**TEXTE FOURNI:**

Article paru dans Yoga Magazine numéro 42, janvier 2023
TEXTE Julien Levy
PHOTOGRAPHIES Jérôme Aufort
Éprise de liberté, amoureuse de la nature et connectée au monde spirituel depuis l’enfance, la yogini et naturopathe Marine Le Gouvello, qui vient de publier son quatrième livre, Ma Solution yoga, sommeil réparateur aux éditions Solar, a trouvé un sens à l’existence en apprenant à vivre dans la matière.

Un chemin de l’éther à la terre.
Trouver de la structure. De la matière dans le spirituel. Comme un défi de vie. Quand nombre de nos contemporains cherchent du sens en prenant leurs distances avec le monde matériel pour tenter de se relier à la dimension spirituelle de la vie,
Marine Le Gouvello parcourt le chemin inverse. Naturopathe, autrice et enseignante de yoga dans la région de Fontainebleau, ses activités lui ont permis de se structurer, elle qui se sent naturellement connectée à l’invisible depuis l’enfance. « J’ai toujours eu beaucoup de sensibilité, de perception, cette intuition innée du monde spirituel. La matière restait ma grande difficulté. Depuis que je suis née, j’ai l’impression qu’il pleut tout le temps dehors ! En fait, ce n’est pas de la pluie, c’est juste le prana que je vois », nous confie-t-elle dans un grand sourire, ses yeux bleus emplis de lumière.

Éléments d'identification des lieux
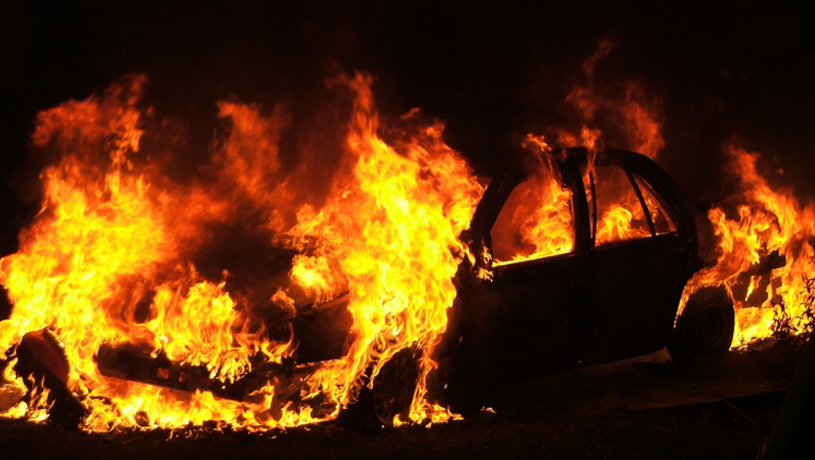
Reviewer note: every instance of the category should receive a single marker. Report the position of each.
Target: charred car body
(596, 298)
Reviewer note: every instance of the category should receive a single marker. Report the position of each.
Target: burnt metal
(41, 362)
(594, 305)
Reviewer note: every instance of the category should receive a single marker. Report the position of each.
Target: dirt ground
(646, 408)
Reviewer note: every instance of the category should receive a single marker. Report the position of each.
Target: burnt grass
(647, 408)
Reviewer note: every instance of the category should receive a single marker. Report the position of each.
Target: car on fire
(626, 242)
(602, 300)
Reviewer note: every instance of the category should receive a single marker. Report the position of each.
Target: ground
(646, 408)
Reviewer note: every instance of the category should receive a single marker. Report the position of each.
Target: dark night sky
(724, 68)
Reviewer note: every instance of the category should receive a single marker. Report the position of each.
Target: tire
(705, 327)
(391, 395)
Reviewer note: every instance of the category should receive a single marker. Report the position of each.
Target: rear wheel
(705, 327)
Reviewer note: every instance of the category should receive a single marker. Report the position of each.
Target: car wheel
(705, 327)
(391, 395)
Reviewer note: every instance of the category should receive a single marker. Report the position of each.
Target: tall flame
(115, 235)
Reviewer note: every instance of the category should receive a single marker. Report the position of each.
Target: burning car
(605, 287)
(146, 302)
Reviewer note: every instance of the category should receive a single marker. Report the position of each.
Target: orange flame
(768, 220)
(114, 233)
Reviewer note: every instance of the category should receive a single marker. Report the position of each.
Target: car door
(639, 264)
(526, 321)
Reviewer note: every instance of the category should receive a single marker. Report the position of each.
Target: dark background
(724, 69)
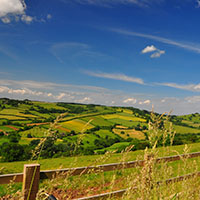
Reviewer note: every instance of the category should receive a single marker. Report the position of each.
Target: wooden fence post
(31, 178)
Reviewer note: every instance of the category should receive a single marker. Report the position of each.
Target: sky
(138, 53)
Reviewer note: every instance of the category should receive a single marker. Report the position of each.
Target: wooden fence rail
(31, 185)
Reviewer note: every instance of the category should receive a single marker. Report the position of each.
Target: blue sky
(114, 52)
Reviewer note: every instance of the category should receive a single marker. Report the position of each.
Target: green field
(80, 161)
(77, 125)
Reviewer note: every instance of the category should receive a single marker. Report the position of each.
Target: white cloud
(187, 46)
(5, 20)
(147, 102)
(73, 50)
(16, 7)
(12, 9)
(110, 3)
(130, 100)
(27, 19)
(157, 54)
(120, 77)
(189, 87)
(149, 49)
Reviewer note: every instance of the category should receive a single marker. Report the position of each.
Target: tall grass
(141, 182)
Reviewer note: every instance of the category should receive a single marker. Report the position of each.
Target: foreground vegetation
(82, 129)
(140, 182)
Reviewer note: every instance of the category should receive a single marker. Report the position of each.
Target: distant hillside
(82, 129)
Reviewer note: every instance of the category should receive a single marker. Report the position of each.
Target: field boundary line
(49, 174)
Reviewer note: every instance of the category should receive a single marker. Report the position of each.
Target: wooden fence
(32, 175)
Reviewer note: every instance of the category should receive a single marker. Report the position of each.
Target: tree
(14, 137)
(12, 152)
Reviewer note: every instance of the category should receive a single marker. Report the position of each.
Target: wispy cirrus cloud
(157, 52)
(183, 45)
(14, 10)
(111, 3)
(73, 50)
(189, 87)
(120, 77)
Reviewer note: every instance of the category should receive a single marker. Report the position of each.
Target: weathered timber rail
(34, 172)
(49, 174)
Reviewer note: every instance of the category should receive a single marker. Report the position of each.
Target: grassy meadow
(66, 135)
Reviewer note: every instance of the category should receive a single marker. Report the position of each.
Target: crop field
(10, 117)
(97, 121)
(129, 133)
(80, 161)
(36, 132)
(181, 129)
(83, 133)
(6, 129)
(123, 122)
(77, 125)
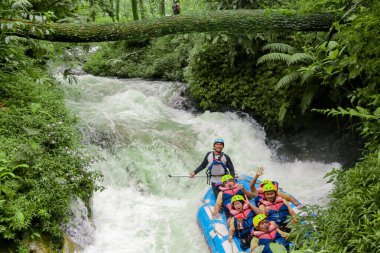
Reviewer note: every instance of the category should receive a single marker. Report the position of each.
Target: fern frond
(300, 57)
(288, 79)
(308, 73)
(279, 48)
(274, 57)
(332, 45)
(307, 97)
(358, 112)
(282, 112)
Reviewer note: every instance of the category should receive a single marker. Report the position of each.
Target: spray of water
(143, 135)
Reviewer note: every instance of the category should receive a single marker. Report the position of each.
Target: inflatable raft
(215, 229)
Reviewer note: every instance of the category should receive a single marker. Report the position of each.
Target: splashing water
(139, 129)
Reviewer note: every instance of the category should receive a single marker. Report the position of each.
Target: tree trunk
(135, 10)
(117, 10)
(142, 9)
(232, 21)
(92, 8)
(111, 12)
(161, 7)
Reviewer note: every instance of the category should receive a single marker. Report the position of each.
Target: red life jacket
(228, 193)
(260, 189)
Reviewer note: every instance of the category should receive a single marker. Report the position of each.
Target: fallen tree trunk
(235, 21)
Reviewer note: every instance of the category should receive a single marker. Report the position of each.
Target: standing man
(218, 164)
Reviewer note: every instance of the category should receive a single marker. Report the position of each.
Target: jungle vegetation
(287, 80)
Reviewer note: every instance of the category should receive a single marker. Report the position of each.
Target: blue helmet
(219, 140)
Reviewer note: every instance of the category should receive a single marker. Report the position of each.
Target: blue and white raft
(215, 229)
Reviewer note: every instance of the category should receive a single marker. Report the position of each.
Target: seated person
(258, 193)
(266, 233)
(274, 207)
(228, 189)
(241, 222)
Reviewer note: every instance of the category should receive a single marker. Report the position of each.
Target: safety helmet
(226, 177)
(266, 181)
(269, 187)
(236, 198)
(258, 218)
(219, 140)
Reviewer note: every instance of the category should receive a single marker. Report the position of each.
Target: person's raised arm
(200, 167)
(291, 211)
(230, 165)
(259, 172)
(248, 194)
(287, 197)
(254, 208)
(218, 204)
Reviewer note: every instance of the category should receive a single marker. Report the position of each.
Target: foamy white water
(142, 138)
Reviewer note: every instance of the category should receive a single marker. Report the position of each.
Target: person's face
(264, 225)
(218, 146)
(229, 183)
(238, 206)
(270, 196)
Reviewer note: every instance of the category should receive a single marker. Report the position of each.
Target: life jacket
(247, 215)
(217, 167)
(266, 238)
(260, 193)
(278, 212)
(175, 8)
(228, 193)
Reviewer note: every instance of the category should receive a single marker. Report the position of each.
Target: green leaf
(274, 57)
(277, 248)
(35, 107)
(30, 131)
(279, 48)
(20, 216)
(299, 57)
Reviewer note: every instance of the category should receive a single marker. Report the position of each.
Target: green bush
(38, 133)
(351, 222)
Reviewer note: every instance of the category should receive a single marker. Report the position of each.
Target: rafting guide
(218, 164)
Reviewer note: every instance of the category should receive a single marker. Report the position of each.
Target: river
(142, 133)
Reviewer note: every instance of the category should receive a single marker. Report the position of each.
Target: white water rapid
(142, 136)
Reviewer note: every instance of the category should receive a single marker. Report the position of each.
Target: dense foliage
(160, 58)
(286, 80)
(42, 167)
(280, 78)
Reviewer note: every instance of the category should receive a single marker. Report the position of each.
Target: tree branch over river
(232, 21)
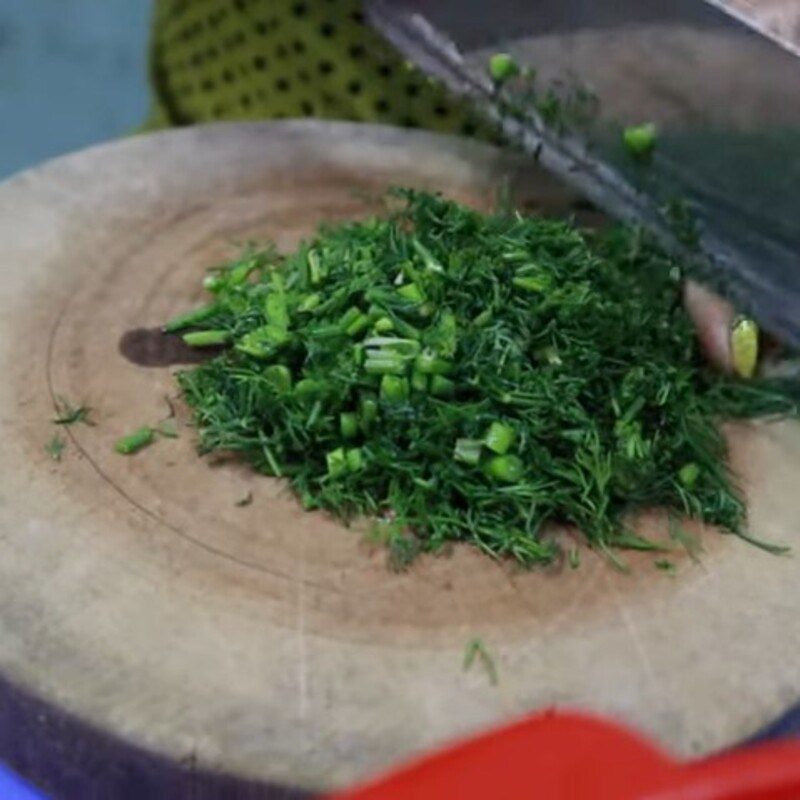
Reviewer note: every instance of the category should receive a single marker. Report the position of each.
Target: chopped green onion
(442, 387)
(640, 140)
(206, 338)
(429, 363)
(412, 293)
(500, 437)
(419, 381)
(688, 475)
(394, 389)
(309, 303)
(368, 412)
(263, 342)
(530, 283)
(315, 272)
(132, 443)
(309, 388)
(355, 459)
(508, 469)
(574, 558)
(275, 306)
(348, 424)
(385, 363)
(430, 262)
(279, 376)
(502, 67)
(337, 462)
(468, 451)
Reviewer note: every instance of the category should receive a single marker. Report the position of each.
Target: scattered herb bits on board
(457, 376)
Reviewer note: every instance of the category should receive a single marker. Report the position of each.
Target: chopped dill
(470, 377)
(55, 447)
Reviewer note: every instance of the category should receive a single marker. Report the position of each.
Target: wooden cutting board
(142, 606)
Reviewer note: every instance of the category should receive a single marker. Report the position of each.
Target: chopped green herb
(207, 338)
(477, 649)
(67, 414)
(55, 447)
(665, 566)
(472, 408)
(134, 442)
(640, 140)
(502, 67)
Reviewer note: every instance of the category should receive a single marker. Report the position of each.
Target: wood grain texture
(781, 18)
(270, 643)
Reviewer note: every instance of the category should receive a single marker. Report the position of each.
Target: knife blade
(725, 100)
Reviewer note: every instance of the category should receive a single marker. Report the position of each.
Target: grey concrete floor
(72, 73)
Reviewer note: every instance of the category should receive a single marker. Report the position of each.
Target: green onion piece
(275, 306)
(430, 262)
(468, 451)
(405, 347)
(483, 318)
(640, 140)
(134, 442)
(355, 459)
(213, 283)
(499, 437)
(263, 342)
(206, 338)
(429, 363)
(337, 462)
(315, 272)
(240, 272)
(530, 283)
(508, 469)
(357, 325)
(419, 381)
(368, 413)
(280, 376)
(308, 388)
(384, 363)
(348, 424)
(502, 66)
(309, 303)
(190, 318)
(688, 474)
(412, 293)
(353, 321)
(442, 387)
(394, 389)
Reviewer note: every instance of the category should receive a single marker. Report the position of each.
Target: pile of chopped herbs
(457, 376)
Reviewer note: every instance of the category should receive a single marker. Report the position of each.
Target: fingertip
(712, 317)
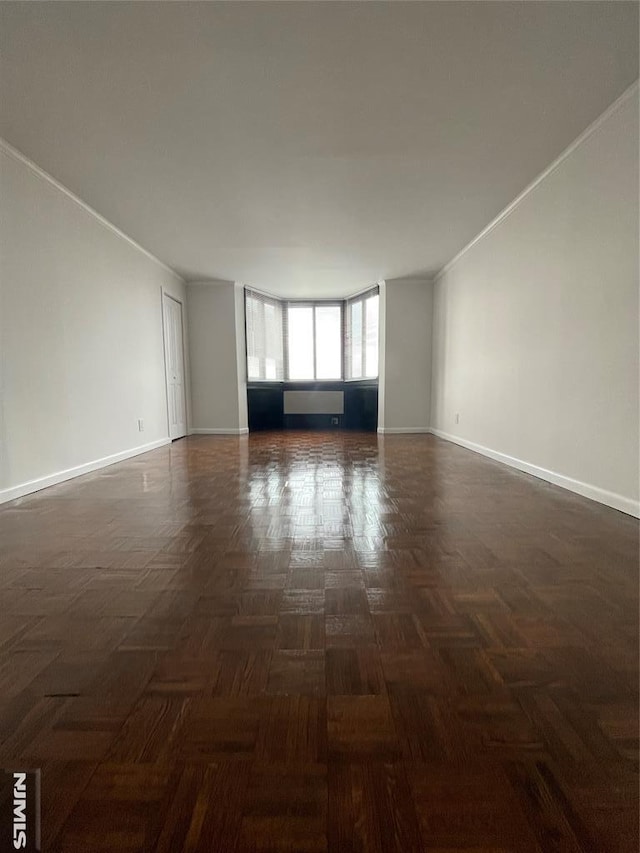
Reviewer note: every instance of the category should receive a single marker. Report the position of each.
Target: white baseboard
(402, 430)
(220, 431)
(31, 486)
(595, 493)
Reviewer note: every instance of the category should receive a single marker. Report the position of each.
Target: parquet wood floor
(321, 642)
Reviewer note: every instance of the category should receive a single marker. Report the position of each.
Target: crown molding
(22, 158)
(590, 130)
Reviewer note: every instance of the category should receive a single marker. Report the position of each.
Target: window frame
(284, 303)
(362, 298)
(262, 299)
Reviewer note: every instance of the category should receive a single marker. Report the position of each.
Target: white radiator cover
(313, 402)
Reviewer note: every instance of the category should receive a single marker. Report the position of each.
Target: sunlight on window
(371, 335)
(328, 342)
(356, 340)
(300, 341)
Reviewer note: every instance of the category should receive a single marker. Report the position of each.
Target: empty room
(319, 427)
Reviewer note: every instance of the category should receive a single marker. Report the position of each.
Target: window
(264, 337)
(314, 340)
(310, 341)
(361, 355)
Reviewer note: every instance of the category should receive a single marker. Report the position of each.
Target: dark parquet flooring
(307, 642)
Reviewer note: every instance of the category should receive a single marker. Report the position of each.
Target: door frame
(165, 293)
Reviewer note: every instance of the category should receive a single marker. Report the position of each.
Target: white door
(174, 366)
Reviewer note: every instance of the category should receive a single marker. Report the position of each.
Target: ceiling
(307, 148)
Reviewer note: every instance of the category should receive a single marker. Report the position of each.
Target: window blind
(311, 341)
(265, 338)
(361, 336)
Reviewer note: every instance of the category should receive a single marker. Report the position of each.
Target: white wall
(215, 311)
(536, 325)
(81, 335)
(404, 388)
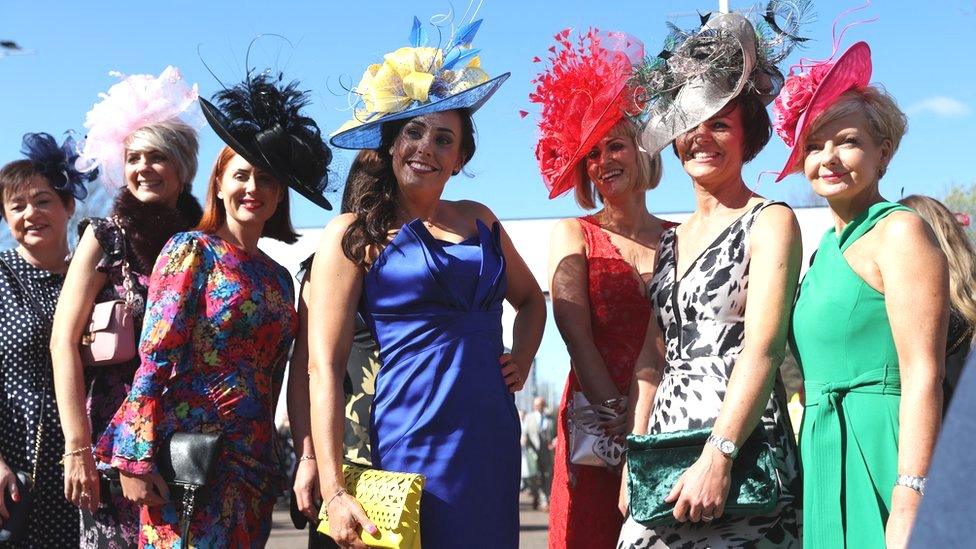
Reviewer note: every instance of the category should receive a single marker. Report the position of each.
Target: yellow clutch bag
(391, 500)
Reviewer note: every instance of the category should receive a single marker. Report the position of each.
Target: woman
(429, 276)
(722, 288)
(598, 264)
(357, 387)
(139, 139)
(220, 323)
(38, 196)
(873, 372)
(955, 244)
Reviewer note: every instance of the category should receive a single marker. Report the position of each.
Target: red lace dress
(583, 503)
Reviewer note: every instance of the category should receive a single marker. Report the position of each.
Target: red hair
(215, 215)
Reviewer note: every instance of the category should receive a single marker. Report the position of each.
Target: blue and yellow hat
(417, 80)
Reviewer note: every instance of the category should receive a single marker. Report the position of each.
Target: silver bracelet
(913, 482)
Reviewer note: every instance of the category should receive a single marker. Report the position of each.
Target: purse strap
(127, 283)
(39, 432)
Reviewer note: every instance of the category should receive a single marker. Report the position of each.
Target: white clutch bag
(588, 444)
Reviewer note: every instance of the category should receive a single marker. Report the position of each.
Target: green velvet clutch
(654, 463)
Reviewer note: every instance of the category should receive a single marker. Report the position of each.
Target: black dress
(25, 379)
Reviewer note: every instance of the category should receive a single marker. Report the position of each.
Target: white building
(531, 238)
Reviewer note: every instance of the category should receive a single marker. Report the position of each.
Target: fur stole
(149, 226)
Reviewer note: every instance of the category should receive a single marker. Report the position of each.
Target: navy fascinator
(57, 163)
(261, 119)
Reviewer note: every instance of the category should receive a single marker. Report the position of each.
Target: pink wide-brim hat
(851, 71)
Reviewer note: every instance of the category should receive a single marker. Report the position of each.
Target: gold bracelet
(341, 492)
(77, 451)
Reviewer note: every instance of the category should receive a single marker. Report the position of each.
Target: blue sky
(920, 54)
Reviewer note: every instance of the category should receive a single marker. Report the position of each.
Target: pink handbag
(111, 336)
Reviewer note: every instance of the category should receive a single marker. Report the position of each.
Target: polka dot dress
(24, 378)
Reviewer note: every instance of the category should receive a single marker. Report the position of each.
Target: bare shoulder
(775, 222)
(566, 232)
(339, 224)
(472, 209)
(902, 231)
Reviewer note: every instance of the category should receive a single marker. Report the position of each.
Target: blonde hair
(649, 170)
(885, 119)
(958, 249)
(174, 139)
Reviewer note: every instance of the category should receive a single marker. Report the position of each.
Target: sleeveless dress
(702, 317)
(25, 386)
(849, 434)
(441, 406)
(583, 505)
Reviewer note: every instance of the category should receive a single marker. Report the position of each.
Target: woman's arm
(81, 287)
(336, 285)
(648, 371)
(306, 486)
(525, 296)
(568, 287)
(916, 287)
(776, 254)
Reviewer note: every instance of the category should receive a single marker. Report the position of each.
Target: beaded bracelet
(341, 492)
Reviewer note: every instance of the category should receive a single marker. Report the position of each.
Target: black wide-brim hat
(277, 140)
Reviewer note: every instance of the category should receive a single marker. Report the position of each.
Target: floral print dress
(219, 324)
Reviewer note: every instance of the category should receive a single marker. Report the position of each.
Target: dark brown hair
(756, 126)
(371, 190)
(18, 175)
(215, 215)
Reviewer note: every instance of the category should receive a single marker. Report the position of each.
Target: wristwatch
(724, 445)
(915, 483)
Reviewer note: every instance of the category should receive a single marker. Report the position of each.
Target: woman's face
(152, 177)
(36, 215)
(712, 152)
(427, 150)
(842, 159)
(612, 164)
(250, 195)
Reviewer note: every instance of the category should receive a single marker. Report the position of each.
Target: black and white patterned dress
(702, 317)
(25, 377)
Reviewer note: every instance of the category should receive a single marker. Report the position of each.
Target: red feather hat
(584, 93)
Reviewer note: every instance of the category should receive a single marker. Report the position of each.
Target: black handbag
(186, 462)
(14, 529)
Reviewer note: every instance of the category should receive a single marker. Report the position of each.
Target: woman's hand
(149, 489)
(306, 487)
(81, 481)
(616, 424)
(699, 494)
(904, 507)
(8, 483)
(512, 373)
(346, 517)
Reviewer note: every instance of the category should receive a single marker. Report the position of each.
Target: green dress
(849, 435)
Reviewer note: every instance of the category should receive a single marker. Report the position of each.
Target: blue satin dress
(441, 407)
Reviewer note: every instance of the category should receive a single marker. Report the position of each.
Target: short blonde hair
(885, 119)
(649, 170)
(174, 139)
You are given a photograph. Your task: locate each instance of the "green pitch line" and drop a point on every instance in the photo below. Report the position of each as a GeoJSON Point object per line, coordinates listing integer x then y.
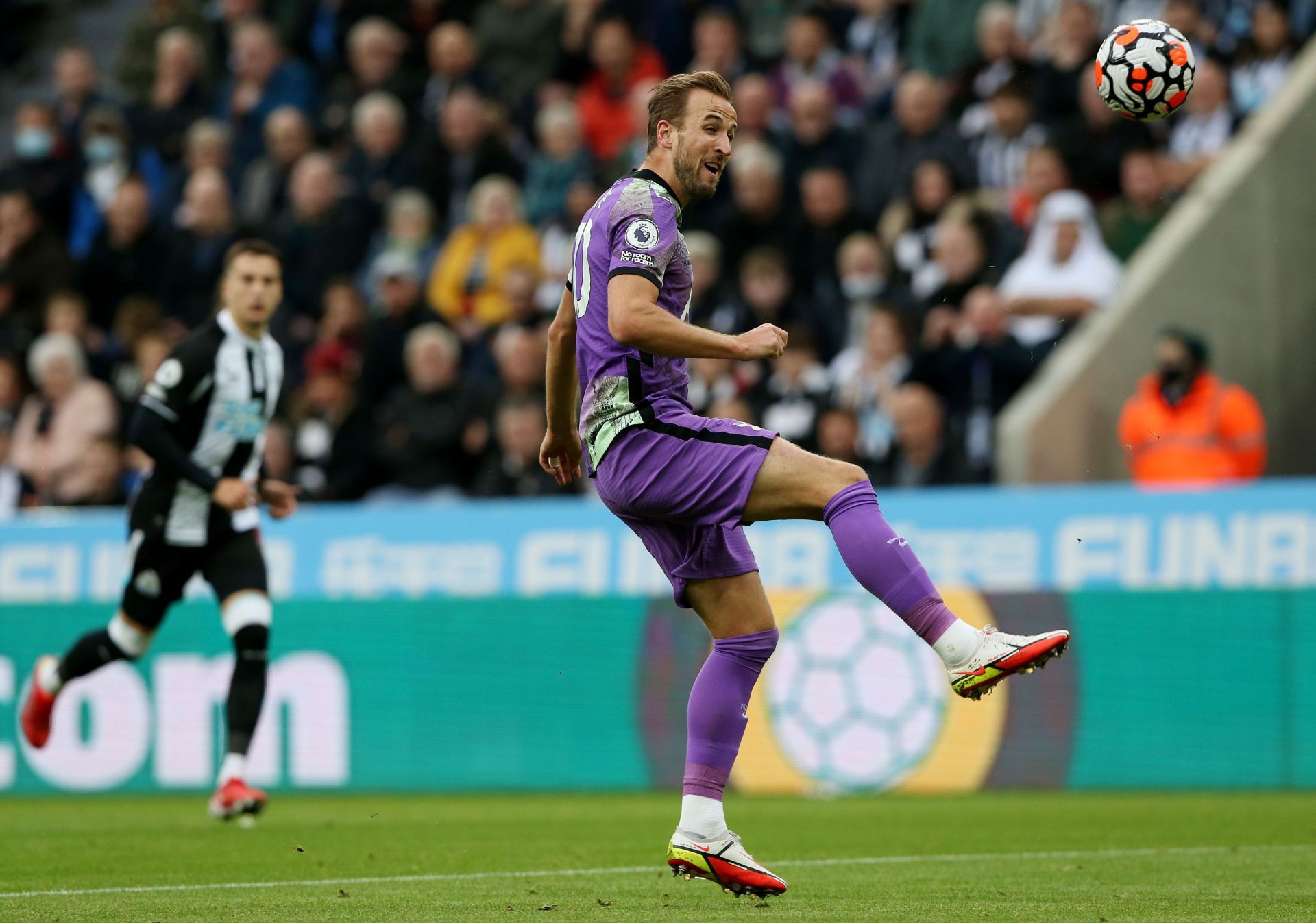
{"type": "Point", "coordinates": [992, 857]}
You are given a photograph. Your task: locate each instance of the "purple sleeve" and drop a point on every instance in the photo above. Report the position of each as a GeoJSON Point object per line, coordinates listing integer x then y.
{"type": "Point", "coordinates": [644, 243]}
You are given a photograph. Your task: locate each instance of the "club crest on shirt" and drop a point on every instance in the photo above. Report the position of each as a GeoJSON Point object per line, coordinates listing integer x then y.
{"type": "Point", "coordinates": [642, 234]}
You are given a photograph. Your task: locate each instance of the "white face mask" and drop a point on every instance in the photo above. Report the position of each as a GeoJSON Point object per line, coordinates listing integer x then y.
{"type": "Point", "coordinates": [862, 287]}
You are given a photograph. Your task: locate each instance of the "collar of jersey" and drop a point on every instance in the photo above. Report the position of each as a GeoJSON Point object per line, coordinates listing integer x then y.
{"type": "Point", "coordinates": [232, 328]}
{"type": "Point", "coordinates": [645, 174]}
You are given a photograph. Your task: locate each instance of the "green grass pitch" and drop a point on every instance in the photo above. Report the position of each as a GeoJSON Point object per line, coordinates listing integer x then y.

**ACTIONS À RÉALISER:**
- a) Extrayez de l'article sur Marine Le Gouvello le passage qui va de « Trouver de la » jusqu'à « emplis de lumière. », sans y apporter la moindre modification.
- b) Prolongez l'article sur Marine Le Gouvello en reprenant juste après sa dernière phrase.
Le matériel fourni n'a aucun rôle ici.

**RÉSULTATS DE L'EXERCICE:**
- a)
Trouver de la structure. De la matière dans le spirituel. Comme un défi de vie. Quand nombre de nos contemporains cherchent du sens en prenant leurs distances avec le monde matériel pour tenter de se relier à la dimension spirituelle de la vie,
Marine Le Gouvello parcourt le chemin inverse. Naturopathe, autrice et enseignante de yoga dans la région de Fontainebleau, ses activités lui ont permis de se structurer, elle qui se sent naturellement connectée à l’invisible depuis l’enfance. « J’ai toujours eu beaucoup de sensibilité, de perception, cette intuition innée du monde spirituel. La matière restait ma grande difficulté. Depuis que je suis née, j’ai l’impression qu’il pleut tout le temps dehors ! En fait, ce n’est pas de la pluie, c’est juste le prana que je vois », nous confie-t-elle dans un grand sourire, ses yeux bleus emplis de lumière.

- b)
Marine naît et vit à Paris jusqu’à ses 25 ans, dans une famille aux airs de tribu (dix oncles et tantes du côté de son père) dont les racines se sont formées dans la Bretagne celtique. Introvertie et plutôt timide, elle vit une enfance heureuse entre sa passion pour la danse classique et celle des livres, qu’elle dévore. Son amour pour la nature et les animaux font de ses vacances chez sa grand- mère en Mayenne, avec sa fratrie et ses cousins, des souvenirs fondateurs et joyeux. « J’aimais ce contact avec la terre que je grattais. J’allais au poney-club à côté de chez ma grand-mère et revenais avec de la boue jusqu’aux oreilles et des odeurs de crottin », se remémore-t-elle. Enfant, elle cherche l’harmonie et le mieux-vivre ensemble, elle masse les membres de sa famille, elle prend soin des autres. « J’avais déjà le gène du saint-bernard », plaisante-t-elle.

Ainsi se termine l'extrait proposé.